-- BEGIN Document text --
In terms of Paul’s audience, those in Rome would certainly have known Roman law.  It was the law ruling in their community.  There is reason also to believe that those in Ephesus, a major city in Asia Minor, though not itself a Roman colony, would have sufficient knowledge to decode the imagery.  The churches in Galatia, if they were Derbe and Lystra, would also have known the idea, and if Galatians was written to churches in North Galatia, these were even more Romanised.  Apart from some sort of personal knowledge, adoption was the way in which the Imperial family was perpetuating itself and so would have been known to non-Romans throughout the Empire.[9]  As for the writer, Paul himself was born a Roman citizen (Acts 22:28), and therefore both a subject of and able to use Roman Law.  That was the basis of his appeal to Caesar (Acts 25: 10-12). He was also legal trained – a lawyer – and therefore his knowledge of law (whether Jewish or Roman) and use of its terms would have been more informed than that of an ordinary person.[10]  In short, on these grounds alone it seems most likely that one should look to Roman Law to round out the concept of ‘adoption’ in the New Testament.
-- END Document text --
Required task
In the passage on Paul and Roman law, why would non-Romans throughout the Empire have known about adoption?
-- BEGIN Material shown --
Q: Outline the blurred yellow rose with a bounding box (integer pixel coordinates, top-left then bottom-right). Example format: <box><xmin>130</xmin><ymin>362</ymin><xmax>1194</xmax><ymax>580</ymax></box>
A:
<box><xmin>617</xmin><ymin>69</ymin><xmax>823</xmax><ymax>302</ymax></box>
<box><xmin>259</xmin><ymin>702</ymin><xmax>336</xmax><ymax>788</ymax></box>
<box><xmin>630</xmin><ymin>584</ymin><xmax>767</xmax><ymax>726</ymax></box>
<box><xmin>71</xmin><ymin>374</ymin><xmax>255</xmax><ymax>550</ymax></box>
-- END Material shown --
Right answer
Adoption was the way in which the Imperial family was perpetuating itself.